:: Text block ::
+++

Cubic crystalline form of zirconium dioxide

Cubic zirconia (CZ) is the cubic crystalline form of zirconium dioxide (ZrO_{2}). The synthesized material is hard and usually colorless, but may be made in a variety of different colors. It should not be confused with zircon, which is a zirconium silicate (ZrSiO_{4}). It is sometimes erroneously called cubic zirconium.

Because of its low cost, durability, and close visual likeness to diamond, synthetic cubic zirconia has remained the most gemologically and economically important competitor for diamonds since commercial production began in 1976. Its main competitor as a synthetic gemstone is a more recently cultivated material, synthetic moissanite.

==Technical aspects==
Cubic zirconia is crystallographically isometric, an important attribute of a would-be diamond simulant. During synthesis zirconium oxide naturally forms monoclinic crystals, which are stable under normal atmospheric conditions. A stabilizer is required for cubic crystals (taking on the fluorite structure) to form, and remain stable at ordinary temperatures; typically this is either yttrium or calcium oxide, the amount of stabilizer used depending on the many recipes of individual manufacturers. Therefore, the physical and optical properties of synthesized CZ vary, all values being ranges.

It is a dense substance, with a density between 5.6 and 6.0 g/cm^{3}—about 1.65 times that of diamond. Cubic zirconia is relatively hard, 8–8.5 on the Mohs scale—slightly harder than most semi-precious natural gems. Its refractive index is high at 2.15–2.18 (compared to 2.42 for diamonds) and its luster is Adamantine lustre. Its dispersion is very high at 0.058–0.066, exceeding that of diamond (0.044). Cubic zirconia has no cleavage and exhibits a conchoidal fracture. Because of its high hardness, it is generally considered brittle.

Under shortwave UV cubic zirconia typically fluoresces a yellow, greenish yellow or "beige". Under longwave UV the effect is greatly diminished, with a whitish glow sometimes being seen. Colored stones may show a strong, complex rare earth absorption spectrum.

==History==
Discovered in 1892, the yellowish monoclinic mineral baddeleyite is a natural form of zirconium oxide.

The high melting point of zirconia (2750 °C or 4976 °F) hinders controlled growth of single crystals. However, stabilization of cubic zirconium oxide had been realized early on, with the synthetic product stabilized zirconia introduced in 1929. Although cubic, it was in the form of a polycrystalline ceramic: it was used as a refractory material, highly resistant to chemical and thermal attack (up to 2540 °C or 4604 °F).

In 1937, German mineralogists M. V. Stackelberg and K. Chudoba discovered naturally occurring cubic zirconia in the form of microscopic grains included in metamict zircon. This was thought to be a byproduct of the metamictization process, but the two scientists did not think the mineral important enough to give it a formal name. The discovery was confirmed through X-ray diffraction, proving the existence of a natural counterpart to the synthetic product.

+++

:: Questions ::
[A] According to the cubic zirconia text, in what year did commercial production of cubic zirconia begin?
[B] Based on the cubic zirconia text, decide whether each statement is correct, and quote the words that settle it: (i) Cubic zirconia has a higher dispersion than diamond. (ii) Stackelberg and Chudoba gave the natural mineral they found a formal name. (iii) Cubic zirconia is less dense than diamond.
The records have no connection to the cubic zirconia text.

:: Listed records ::
+++

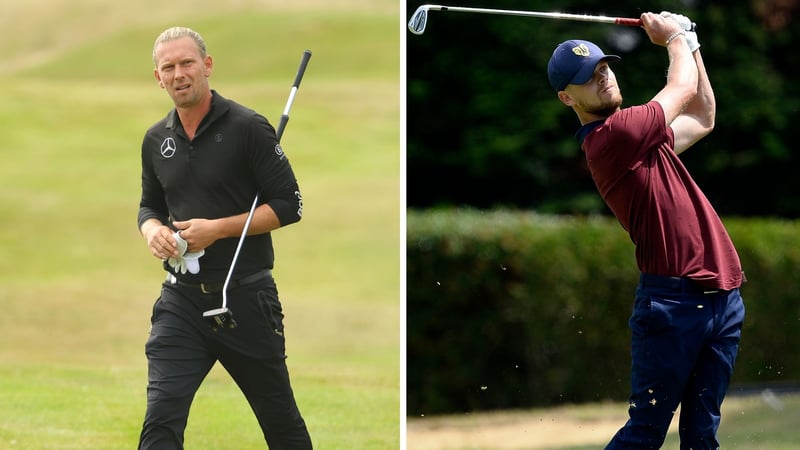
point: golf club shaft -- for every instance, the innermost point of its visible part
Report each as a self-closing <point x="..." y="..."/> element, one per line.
<point x="279" y="133"/>
<point x="419" y="19"/>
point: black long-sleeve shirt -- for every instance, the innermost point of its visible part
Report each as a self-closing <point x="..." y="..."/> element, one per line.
<point x="234" y="155"/>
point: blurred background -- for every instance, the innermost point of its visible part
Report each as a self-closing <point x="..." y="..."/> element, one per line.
<point x="77" y="283"/>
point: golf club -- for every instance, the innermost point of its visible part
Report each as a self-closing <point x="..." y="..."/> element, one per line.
<point x="419" y="20"/>
<point x="222" y="317"/>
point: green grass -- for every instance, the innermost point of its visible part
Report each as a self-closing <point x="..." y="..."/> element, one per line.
<point x="78" y="282"/>
<point x="748" y="422"/>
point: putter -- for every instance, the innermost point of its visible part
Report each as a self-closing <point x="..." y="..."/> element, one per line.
<point x="222" y="317"/>
<point x="419" y="19"/>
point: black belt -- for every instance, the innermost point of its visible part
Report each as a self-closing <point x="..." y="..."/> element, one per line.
<point x="214" y="288"/>
<point x="674" y="283"/>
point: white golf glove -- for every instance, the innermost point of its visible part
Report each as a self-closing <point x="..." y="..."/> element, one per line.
<point x="688" y="27"/>
<point x="185" y="261"/>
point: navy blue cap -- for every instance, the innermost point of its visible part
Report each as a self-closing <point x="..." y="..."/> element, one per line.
<point x="573" y="62"/>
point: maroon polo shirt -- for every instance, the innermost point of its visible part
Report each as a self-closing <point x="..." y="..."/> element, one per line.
<point x="673" y="225"/>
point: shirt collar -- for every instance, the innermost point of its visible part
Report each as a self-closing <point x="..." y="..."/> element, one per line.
<point x="584" y="131"/>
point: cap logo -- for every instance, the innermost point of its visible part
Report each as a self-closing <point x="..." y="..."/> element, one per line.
<point x="581" y="50"/>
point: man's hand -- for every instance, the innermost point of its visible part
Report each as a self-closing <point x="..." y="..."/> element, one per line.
<point x="159" y="239"/>
<point x="199" y="233"/>
<point x="687" y="25"/>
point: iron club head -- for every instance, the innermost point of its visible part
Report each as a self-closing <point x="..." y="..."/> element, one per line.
<point x="220" y="318"/>
<point x="418" y="20"/>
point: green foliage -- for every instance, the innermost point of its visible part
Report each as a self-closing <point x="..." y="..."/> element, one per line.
<point x="480" y="107"/>
<point x="78" y="284"/>
<point x="519" y="309"/>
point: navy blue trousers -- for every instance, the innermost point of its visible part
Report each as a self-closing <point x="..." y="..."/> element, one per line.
<point x="684" y="344"/>
<point x="182" y="349"/>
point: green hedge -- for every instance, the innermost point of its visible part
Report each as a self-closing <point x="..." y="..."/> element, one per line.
<point x="514" y="309"/>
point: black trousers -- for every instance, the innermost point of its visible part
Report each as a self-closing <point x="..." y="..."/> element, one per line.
<point x="182" y="348"/>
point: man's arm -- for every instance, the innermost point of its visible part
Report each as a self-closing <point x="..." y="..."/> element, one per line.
<point x="681" y="86"/>
<point x="697" y="119"/>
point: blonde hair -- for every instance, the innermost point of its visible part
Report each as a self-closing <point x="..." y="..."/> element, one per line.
<point x="177" y="33"/>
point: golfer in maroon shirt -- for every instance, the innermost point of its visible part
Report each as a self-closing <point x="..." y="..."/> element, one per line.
<point x="688" y="313"/>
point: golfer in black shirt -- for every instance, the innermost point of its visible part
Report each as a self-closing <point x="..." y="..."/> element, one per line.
<point x="202" y="166"/>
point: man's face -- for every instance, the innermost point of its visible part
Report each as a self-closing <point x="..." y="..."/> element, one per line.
<point x="182" y="71"/>
<point x="599" y="96"/>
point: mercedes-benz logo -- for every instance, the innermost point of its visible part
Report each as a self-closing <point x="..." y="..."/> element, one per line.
<point x="168" y="148"/>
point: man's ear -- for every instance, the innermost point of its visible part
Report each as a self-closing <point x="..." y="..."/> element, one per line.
<point x="565" y="98"/>
<point x="158" y="77"/>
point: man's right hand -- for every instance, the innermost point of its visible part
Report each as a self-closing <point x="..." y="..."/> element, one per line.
<point x="159" y="239"/>
<point x="688" y="26"/>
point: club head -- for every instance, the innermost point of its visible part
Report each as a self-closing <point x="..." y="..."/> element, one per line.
<point x="220" y="318"/>
<point x="418" y="20"/>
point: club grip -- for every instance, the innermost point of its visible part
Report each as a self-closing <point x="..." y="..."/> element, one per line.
<point x="628" y="22"/>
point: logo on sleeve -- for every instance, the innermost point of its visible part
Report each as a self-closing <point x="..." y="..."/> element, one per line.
<point x="581" y="50"/>
<point x="168" y="148"/>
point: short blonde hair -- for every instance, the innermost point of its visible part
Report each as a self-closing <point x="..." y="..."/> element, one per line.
<point x="177" y="33"/>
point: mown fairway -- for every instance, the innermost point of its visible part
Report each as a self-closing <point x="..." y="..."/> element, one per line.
<point x="77" y="281"/>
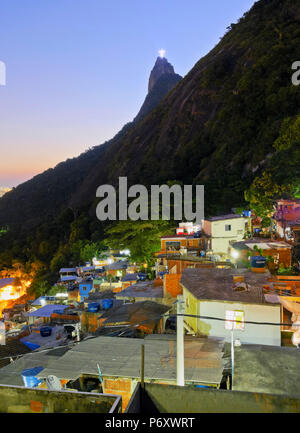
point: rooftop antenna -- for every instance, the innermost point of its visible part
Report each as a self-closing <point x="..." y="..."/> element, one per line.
<point x="180" y="341"/>
<point x="53" y="383"/>
<point x="100" y="374"/>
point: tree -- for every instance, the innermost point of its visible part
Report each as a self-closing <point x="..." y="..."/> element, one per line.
<point x="91" y="250"/>
<point x="142" y="238"/>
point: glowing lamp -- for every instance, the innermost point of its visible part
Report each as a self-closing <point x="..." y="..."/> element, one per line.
<point x="234" y="254"/>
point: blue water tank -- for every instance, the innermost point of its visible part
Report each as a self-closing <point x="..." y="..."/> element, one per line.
<point x="258" y="261"/>
<point x="107" y="304"/>
<point x="93" y="307"/>
<point x="57" y="312"/>
<point x="45" y="331"/>
<point x="31" y="346"/>
<point x="29" y="376"/>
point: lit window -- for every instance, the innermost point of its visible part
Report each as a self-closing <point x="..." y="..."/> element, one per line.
<point x="235" y="320"/>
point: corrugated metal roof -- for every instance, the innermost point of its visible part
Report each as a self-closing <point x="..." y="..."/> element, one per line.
<point x="63" y="270"/>
<point x="130" y="277"/>
<point x="121" y="357"/>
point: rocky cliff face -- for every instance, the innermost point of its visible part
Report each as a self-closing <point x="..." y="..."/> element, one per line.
<point x="162" y="80"/>
<point x="161" y="67"/>
<point x="215" y="127"/>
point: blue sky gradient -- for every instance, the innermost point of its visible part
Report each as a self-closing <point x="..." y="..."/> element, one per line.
<point x="77" y="70"/>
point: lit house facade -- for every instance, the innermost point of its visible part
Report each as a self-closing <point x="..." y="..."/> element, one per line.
<point x="219" y="301"/>
<point x="219" y="232"/>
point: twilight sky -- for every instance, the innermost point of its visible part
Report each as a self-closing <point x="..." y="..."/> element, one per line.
<point x="77" y="70"/>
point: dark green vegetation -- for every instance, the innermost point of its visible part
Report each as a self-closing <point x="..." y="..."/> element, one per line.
<point x="231" y="124"/>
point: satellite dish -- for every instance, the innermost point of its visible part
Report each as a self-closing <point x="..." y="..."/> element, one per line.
<point x="53" y="383"/>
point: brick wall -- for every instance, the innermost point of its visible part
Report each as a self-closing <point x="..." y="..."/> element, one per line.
<point x="171" y="285"/>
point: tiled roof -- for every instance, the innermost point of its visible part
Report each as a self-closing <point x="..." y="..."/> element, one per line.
<point x="145" y="289"/>
<point x="6" y="281"/>
<point x="225" y="217"/>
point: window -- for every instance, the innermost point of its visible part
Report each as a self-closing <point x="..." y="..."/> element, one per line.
<point x="235" y="320"/>
<point x="173" y="245"/>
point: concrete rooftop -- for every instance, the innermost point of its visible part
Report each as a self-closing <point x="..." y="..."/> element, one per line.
<point x="218" y="284"/>
<point x="121" y="357"/>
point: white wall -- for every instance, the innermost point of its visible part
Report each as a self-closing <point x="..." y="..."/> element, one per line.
<point x="252" y="334"/>
<point x="221" y="237"/>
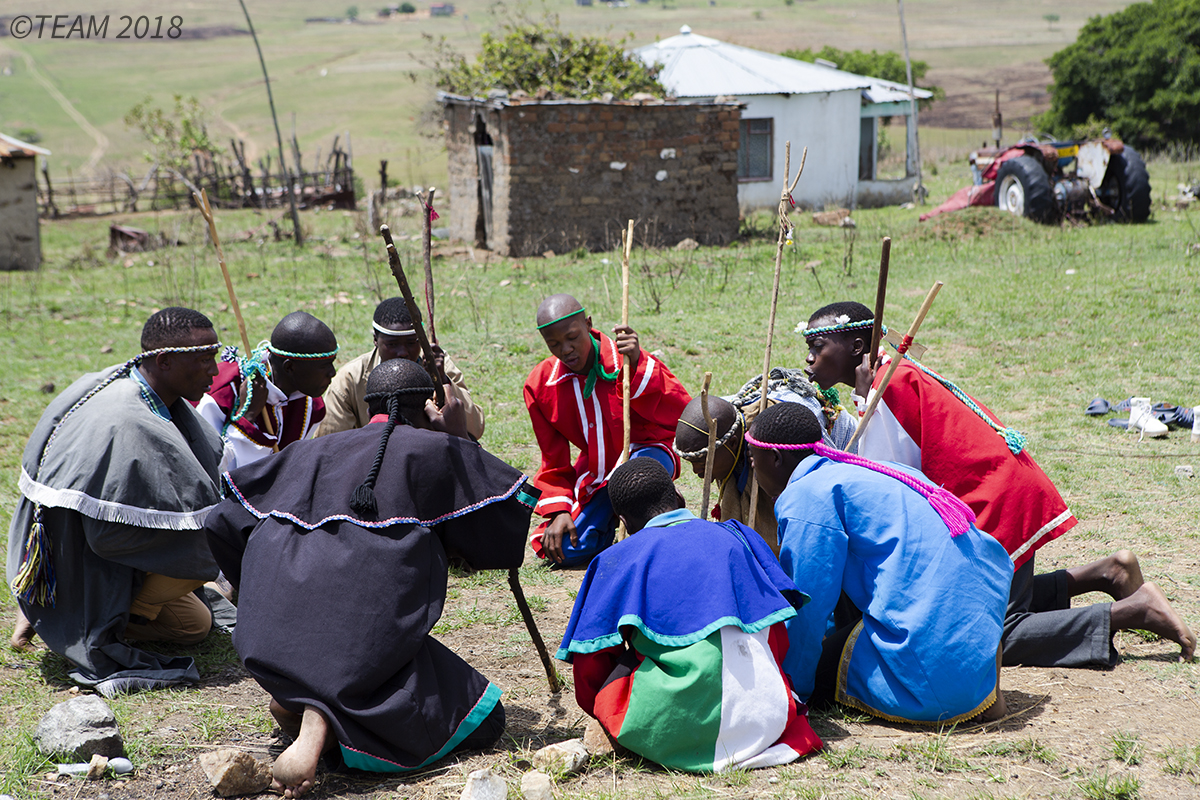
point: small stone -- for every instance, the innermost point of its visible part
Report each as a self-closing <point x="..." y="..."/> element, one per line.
<point x="595" y="739"/>
<point x="485" y="785"/>
<point x="563" y="756"/>
<point x="537" y="786"/>
<point x="79" y="728"/>
<point x="97" y="767"/>
<point x="234" y="773"/>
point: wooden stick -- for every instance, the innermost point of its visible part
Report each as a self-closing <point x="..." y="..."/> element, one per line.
<point x="397" y="271"/>
<point x="712" y="446"/>
<point x="552" y="677"/>
<point x="785" y="205"/>
<point x="202" y="202"/>
<point x="625" y="371"/>
<point x="880" y="294"/>
<point x="892" y="366"/>
<point x="427" y="254"/>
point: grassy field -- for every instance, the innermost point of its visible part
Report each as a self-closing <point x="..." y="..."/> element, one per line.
<point x="357" y="78"/>
<point x="1036" y="320"/>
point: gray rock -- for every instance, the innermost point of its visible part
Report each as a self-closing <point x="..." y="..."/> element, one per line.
<point x="537" y="786"/>
<point x="79" y="728"/>
<point x="234" y="773"/>
<point x="485" y="785"/>
<point x="563" y="756"/>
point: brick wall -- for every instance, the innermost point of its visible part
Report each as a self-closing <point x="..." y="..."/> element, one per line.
<point x="570" y="174"/>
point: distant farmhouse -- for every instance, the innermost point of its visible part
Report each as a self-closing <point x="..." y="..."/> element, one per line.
<point x="21" y="246"/>
<point x="529" y="176"/>
<point x="834" y="113"/>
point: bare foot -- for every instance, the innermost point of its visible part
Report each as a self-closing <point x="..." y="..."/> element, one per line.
<point x="294" y="771"/>
<point x="1147" y="609"/>
<point x="23" y="632"/>
<point x="1117" y="576"/>
<point x="997" y="710"/>
<point x="289" y="723"/>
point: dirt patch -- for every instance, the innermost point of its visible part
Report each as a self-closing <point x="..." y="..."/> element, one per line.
<point x="970" y="96"/>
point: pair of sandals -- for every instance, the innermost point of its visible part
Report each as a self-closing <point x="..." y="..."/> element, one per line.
<point x="1176" y="416"/>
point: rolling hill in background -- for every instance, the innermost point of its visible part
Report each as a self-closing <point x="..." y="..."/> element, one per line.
<point x="359" y="77"/>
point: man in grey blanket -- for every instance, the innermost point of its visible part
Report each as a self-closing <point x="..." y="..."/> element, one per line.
<point x="106" y="546"/>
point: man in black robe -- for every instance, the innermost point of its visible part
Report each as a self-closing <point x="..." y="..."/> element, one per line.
<point x="340" y="585"/>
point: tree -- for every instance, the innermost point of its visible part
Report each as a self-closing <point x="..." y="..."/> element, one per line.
<point x="1137" y="71"/>
<point x="175" y="138"/>
<point x="529" y="55"/>
<point x="887" y="65"/>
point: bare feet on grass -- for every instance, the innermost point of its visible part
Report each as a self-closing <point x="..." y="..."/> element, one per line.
<point x="1147" y="609"/>
<point x="23" y="632"/>
<point x="289" y="722"/>
<point x="294" y="771"/>
<point x="1117" y="576"/>
<point x="997" y="710"/>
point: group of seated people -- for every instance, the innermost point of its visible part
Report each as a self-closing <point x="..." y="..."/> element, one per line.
<point x="897" y="579"/>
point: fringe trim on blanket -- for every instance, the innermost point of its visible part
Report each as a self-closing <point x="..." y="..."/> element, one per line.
<point x="109" y="511"/>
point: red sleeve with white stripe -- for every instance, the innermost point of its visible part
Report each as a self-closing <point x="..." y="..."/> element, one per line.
<point x="556" y="476"/>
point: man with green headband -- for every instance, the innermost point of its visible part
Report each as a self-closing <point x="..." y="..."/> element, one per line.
<point x="270" y="398"/>
<point x="575" y="398"/>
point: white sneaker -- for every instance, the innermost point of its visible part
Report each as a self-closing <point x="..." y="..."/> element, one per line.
<point x="1143" y="420"/>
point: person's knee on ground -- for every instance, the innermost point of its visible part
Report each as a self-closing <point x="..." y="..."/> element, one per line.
<point x="184" y="620"/>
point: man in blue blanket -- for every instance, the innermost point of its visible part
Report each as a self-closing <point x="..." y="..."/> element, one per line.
<point x="677" y="636"/>
<point x="918" y="636"/>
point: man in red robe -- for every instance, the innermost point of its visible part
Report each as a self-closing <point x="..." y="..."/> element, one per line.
<point x="928" y="422"/>
<point x="574" y="397"/>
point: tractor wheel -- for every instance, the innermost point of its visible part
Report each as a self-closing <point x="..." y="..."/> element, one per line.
<point x="1023" y="187"/>
<point x="1126" y="187"/>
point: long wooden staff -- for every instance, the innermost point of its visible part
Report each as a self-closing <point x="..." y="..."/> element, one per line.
<point x="397" y="271"/>
<point x="880" y="294"/>
<point x="427" y="254"/>
<point x="712" y="446"/>
<point x="785" y="205"/>
<point x="625" y="370"/>
<point x="893" y="365"/>
<point x="552" y="677"/>
<point x="202" y="202"/>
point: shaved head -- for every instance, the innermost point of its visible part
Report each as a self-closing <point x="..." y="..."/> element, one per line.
<point x="557" y="306"/>
<point x="303" y="332"/>
<point x="688" y="438"/>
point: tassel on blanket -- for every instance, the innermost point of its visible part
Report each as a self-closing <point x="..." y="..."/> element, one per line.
<point x="35" y="582"/>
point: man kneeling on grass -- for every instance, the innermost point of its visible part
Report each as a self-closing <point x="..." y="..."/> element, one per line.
<point x="677" y="636"/>
<point x="340" y="587"/>
<point x="917" y="637"/>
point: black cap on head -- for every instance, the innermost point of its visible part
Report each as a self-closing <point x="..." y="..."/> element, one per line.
<point x="391" y="316"/>
<point x="303" y="332"/>
<point x="786" y="423"/>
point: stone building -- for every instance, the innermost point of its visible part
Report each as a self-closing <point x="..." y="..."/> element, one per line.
<point x="528" y="176"/>
<point x="21" y="245"/>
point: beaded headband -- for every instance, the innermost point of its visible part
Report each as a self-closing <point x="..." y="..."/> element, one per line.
<point x="581" y="311"/>
<point x="303" y="356"/>
<point x="387" y="331"/>
<point x="953" y="511"/>
<point x="839" y="326"/>
<point x="696" y="455"/>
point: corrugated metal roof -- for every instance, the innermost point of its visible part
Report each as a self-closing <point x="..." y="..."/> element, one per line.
<point x="11" y="148"/>
<point x="699" y="66"/>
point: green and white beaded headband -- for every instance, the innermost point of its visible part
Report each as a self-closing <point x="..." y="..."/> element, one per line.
<point x="581" y="311"/>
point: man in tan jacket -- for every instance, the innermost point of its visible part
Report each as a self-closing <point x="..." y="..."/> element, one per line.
<point x="394" y="338"/>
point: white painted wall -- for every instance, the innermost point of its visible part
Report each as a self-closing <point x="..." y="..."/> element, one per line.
<point x="19" y="244"/>
<point x="828" y="124"/>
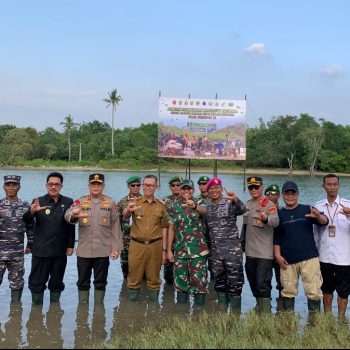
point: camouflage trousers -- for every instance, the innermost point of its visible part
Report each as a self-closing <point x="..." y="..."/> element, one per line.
<point x="228" y="274"/>
<point x="124" y="255"/>
<point x="190" y="274"/>
<point x="15" y="272"/>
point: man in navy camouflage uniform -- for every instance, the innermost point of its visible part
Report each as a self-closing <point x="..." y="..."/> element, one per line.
<point x="12" y="229"/>
<point x="134" y="185"/>
<point x="174" y="185"/>
<point x="202" y="182"/>
<point x="187" y="232"/>
<point x="226" y="257"/>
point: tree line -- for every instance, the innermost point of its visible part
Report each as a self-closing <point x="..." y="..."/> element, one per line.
<point x="290" y="142"/>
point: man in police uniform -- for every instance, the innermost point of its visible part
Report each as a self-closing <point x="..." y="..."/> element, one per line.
<point x="100" y="237"/>
<point x="259" y="221"/>
<point x="134" y="185"/>
<point x="12" y="229"/>
<point x="174" y="185"/>
<point x="274" y="194"/>
<point x="148" y="246"/>
<point x="203" y="198"/>
<point x="53" y="240"/>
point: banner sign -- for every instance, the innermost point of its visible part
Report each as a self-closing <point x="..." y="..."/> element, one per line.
<point x="202" y="129"/>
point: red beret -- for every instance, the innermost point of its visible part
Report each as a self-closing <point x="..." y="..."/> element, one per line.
<point x="214" y="181"/>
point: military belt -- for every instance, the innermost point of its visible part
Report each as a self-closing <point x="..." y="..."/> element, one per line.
<point x="146" y="242"/>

+++

:: Outputs in order ::
[A] 1976

[B]
(i) Yes: "Its dispersion is very high at 0.058–0.066, exceeding that of diamond (0.044)."
(ii) No: "the two scientists did not think the mineral important enough to give it a formal name"
(iii) No: "with a density between 5.6 and 6.0 g/cm^{3}—about 1.65 times that of diamond"